═══ Records for the exercise

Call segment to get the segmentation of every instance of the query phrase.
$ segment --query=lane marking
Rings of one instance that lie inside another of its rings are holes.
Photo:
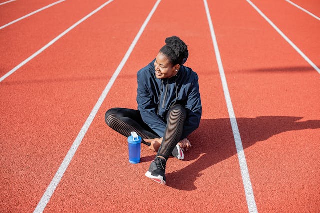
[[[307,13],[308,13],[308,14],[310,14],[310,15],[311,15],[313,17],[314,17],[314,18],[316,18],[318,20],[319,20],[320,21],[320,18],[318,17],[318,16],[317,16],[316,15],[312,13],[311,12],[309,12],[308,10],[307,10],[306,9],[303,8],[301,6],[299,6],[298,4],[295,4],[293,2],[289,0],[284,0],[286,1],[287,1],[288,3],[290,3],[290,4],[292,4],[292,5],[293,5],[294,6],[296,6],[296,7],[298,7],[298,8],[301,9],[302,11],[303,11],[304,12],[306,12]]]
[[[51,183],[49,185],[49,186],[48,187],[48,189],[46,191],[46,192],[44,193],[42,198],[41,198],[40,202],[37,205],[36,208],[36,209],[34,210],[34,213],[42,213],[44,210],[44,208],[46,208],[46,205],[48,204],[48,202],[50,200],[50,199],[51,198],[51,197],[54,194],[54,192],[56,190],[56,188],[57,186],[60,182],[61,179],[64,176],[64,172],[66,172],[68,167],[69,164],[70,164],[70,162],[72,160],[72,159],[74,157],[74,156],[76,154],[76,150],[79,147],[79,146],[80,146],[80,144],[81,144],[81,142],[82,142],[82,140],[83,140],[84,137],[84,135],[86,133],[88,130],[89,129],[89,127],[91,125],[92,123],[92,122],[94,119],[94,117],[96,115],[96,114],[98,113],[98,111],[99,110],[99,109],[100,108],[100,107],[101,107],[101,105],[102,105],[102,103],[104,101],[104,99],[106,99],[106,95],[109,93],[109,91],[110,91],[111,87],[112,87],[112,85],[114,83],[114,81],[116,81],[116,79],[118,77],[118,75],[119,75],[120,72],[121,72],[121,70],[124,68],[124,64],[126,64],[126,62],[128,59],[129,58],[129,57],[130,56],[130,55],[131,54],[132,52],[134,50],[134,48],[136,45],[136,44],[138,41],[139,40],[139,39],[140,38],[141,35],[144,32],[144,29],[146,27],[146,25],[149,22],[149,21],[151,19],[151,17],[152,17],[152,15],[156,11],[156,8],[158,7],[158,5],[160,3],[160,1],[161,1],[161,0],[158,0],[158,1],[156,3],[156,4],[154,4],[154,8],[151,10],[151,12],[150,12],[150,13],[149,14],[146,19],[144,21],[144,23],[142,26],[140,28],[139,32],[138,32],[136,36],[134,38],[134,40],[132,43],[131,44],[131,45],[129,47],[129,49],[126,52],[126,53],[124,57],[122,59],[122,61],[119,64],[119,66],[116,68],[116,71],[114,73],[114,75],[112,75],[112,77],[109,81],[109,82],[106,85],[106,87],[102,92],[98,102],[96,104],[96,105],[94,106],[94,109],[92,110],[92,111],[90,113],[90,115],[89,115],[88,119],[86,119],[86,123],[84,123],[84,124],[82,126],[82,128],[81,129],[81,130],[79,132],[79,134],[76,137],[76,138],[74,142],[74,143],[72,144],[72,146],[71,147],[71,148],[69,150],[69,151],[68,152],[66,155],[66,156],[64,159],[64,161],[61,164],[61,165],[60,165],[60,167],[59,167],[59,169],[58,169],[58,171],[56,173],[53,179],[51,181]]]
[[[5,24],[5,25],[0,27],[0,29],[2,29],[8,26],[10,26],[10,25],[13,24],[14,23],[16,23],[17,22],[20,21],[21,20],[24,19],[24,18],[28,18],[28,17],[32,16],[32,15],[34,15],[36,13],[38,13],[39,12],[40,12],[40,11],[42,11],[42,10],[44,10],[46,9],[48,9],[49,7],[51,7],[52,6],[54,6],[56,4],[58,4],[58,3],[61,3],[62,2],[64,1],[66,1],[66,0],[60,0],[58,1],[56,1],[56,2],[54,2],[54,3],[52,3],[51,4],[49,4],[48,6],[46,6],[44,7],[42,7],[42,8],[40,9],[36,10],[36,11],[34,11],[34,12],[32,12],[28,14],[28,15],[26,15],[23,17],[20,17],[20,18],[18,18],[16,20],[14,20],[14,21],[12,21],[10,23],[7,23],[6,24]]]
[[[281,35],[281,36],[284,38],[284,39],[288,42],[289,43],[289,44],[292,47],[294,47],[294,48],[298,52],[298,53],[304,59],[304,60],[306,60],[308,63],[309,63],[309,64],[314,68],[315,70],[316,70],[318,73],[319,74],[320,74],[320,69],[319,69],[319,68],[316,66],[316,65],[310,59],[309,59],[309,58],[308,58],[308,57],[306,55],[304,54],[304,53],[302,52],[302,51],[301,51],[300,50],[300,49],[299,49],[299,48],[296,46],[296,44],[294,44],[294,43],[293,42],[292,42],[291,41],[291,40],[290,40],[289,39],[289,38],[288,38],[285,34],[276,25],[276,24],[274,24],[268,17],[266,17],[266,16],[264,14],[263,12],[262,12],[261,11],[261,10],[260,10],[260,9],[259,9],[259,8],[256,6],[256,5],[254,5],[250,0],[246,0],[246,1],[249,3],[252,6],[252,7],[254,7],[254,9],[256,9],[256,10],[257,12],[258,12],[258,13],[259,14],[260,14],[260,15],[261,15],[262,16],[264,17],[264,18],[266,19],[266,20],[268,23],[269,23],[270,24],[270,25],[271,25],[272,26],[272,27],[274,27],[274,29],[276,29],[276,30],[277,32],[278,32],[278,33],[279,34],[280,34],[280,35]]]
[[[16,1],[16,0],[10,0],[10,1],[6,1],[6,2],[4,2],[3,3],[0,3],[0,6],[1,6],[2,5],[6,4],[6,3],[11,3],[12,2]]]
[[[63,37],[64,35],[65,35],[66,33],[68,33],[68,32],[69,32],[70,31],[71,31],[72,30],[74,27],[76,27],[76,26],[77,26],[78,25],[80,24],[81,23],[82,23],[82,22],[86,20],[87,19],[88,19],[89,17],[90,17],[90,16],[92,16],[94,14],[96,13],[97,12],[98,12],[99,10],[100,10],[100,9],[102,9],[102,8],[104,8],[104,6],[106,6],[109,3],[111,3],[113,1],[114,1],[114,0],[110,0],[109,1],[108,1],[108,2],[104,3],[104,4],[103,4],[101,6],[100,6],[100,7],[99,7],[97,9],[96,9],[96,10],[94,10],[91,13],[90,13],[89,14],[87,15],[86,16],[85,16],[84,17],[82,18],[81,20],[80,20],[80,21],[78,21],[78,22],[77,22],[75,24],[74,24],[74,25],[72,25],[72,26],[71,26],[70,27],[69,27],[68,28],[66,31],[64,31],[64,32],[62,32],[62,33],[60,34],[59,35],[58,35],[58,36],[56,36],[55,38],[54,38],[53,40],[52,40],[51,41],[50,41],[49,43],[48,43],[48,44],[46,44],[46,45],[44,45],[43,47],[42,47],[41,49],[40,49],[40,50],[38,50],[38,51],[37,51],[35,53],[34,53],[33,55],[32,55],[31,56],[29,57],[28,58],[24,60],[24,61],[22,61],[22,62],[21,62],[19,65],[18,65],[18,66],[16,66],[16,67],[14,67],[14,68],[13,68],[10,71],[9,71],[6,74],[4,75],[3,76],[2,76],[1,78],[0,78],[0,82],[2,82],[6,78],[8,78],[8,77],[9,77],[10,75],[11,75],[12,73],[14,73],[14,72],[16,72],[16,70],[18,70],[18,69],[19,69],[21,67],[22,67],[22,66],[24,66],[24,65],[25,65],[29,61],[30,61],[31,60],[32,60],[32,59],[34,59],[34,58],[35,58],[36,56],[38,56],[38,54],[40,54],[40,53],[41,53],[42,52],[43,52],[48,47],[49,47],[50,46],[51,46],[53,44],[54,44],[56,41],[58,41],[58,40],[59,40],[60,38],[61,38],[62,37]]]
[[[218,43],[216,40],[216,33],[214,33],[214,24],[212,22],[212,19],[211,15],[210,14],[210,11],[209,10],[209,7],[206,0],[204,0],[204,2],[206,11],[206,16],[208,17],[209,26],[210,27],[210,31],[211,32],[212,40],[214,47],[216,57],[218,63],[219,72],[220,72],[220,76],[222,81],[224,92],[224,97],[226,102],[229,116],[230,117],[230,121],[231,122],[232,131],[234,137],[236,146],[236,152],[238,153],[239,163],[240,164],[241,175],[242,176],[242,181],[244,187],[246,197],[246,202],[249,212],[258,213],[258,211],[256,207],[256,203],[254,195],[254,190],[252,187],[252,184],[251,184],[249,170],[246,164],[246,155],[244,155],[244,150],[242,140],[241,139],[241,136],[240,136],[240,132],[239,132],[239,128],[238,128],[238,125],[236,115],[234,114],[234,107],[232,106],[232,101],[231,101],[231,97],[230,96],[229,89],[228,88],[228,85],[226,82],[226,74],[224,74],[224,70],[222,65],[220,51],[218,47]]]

══════

**Task to carry out:** How many lines of the material above contain the string "query"? Reply with the number alone.

**Solution to this problem:** 2